▶ [SELECTED TEXT]
MRPs give utilities more opportunities to profit from improved performance. They can provide utilities with greater marketing flexibility to meet competitive challenges, retain large load customers, and satisfy the complex, changing demands of customers. Improved performance can become a new profit center for a utility at a time when traditional opportunities for earnings growth are diminishing. Less frequent rate cases can help utility managers focus on their basic business of providing customerresponsive services cost-effectively. Reduced regulatory cost is particularly valued by utility companies that operate in multiple jurisdictions.
On the other hand, MRPs can increase operating risk, without providing the utility with a compensatory adjustment to the authorized return on equity. Revenue may occasionally fall short of cost. Further, rate plans can be designed in such a way that customers receive most benefits, leaving the utility at a disadvantage.
Key Advantages and Disadvantages of Performance Incentive Mechanisms
Customers’ Perspective PIMs allow regulators and stakeholders to provide detailed guidance to utilities with regard to specific performance areas and the desired outcomes. They can be offered incrementally and gradually, thereby reducing customer risk.
This detailed guidance can also create tension among the parties involved. If there are significant incentives at stake, proceedings to design and approve PIMs can be complex, contentious and resource intensive. In practice, PIMs tend to focus on performance areas that are relatively easy to identify and evaluate, such as service quality, reliability and demand-side management (DSM) implementation, but may overlook other performance areas that also require improvement.
If not well-designed, PIMs can suffer from several pitfalls that would be detrimental to customers, such as disproportionate rewards, lax standards or unintended consequences. Financial rewards and penalties need to strike the right balance: low enough to mitigate regulatory risk, but strong enough to incentivize correct utility behavior. This balance can sometimes be difficult to achieve.
PIMs alert utility managers to special concerns of regulators and customers, helping to maintain good relationships among the parties to regulation. PIMs, like MRPs, can provide new earnings opportunities in an era when traditional opportunities are diminishing for some utilities.
But chosen metrics are sometimes difficult to control. Targets can be unreasonable at the outset or ratcheted unfairly as performance improves. Many PIMs involve penalties but no rewards, which is counter to the workings of competitive markets, where good performance typically results in higher revenue. When PIMs do offer rewards, they are often relatively small due to low reward rates and the limited scope of PIMs.
Are Stand-Alone PIMs Better Than Multi-Year Rate Plans?
The recent resurgence of interest in PBR in the United States has often focused on the addition of stand-alone PIMs to existing regulatory systems, rather than implementing MRPs or refining MRPs when they are already in use. This report discusses the advantages and disadvantages of MRPs and stand-alone PIMs.
Relative to MRPs, PIMs tend to be simpler, more transparent, less risky, and more focused on specific performance areas of interest to regulators. While the design of PIMs is also subject to some controversy and complexities, the stakes are generally much lower than in MRP design, and the process may be less contentious. On the other hand, stand-alone PIMs have to provide sizable incentives if they are to induce utilities to fully embrace energy efficiency and other DERs wherever they are preferable to utility capital expenditure. Important areas of utility performance such as general cost containment could in principle be addressed by PIMs, but typically are not.

▶ [SUPPLIED RECORDS]

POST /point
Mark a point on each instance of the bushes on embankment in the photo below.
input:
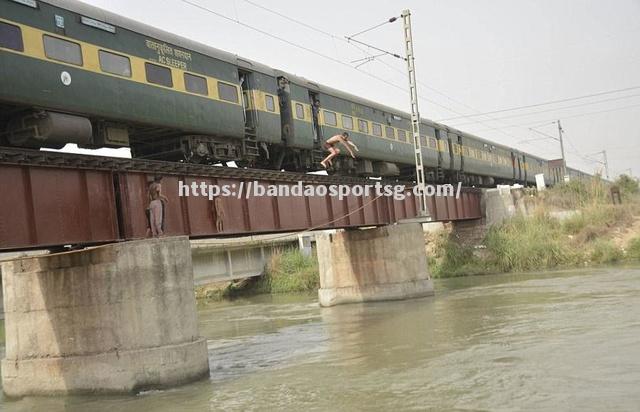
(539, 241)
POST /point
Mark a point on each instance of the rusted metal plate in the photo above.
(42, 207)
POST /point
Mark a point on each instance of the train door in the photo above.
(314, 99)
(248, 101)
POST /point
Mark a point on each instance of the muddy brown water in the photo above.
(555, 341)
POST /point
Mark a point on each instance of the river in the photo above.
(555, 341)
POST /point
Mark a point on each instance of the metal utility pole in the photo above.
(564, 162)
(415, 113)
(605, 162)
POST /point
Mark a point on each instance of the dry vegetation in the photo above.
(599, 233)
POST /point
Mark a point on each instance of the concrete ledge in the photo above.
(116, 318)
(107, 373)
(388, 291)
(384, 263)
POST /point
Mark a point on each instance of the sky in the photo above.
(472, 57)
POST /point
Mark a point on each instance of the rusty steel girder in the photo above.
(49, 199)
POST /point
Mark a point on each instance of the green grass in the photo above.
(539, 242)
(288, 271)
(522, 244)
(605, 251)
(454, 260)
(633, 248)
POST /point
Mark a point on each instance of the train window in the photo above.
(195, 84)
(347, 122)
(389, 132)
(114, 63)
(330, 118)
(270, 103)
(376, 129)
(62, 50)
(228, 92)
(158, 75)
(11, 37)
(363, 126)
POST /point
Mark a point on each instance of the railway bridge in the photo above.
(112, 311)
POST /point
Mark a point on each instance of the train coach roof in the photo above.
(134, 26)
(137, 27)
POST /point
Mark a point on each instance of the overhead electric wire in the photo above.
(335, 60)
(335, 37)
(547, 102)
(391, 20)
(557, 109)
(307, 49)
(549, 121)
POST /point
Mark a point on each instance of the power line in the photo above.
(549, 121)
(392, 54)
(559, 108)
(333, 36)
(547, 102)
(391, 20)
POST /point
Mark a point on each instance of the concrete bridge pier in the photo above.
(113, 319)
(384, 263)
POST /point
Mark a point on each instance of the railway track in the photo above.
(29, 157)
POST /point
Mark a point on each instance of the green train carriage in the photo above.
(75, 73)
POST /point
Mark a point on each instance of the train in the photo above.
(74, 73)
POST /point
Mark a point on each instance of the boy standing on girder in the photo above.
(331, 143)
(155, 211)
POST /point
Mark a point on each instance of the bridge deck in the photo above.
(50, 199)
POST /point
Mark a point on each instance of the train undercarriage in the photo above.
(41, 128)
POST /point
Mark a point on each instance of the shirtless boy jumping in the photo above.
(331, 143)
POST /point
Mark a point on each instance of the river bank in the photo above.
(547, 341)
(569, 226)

▶ [SET EXERCISE 1]
According to the utility regulation excerpt, which performance areas do PIMs tend to focus on in practice?
▶ [SET EXERCISE 2]
Rewrite everything from "Key Advantages and" down to "also require improvement." in the utility regulation excerpt, putting "direction" in place of "guidance".
▶ [SET EXERCISE 3]
Extend the utility regulation excerpt by continuing it from its last sentence.
None of the tasks requires the lines.

▶ [FINAL RESULT 1]
Service quality, reliability, and demand-side management (DSM) implementation.

▶ [FINAL RESULT 2]
Key Advantages and Disadvantages of Performance Incentive Mechanisms
Customers’ Perspective PIMs allow regulators and stakeholders to provide detailed direction to utilities with regard to specific performance areas and the desired outcomes. They can be offered incrementally and gradually, thereby reducing customer risk.
This detailed direction can also create tension among the parties involved. If there are significant incentives at stake, proceedings to design and approve PIMs can be complex, contentious and resource intensive. In practice, PIMs tend to focus on performance areas that are relatively easy to identify and evaluate, such as service quality, reliability and demand-side management (DSM) implementation, but may overlook other performance areas that also require improvement.

▶ [FINAL RESULT 3]
MRPs incentivize a broader array of performance improvement initiatives. A well-designed MRP with revenue regulation and appropriate PIMs for DERs may be the most effective way to promote DERs. MRPs may also reduce the frequency of general rate cases and can therefore substantially reduce regulatory cost, unlike stand-alone PIMs.
Stand-alone PIMs can make more sense for utilities when the current regulatory system yields adequate revenue, investment opportunities are ample, and regulators and stakeholders are resistant to the types of sweeping changes associated with MRPs. It is sometimes difficult for the utility and stakeholders to agree on compensatory revenue escalation in an ARM.
MRPs make more sense for utilities when the regulatory community is receptive and containing regulatory cost is a special concern due, for example, to ownership of multiple utilities. In some cases, it is relatively easy for the utility and stakeholders to agree on a set of revenue escalation provisions.
MRPs can increase utility marketing flexibility by allowing a utility to provide alternative prices and products to some customers without a rate case and without affecting customers in other rate classes. The need for flexibility may increase in coming years in order to: (a) contend with increased competition from distributed generation; (b) provide customers with tailored clean energy products; and (c) offer optional rates and new services that advanced metering infrastructure makes possible.
What Can the United States Learn From the British Approach to PBR?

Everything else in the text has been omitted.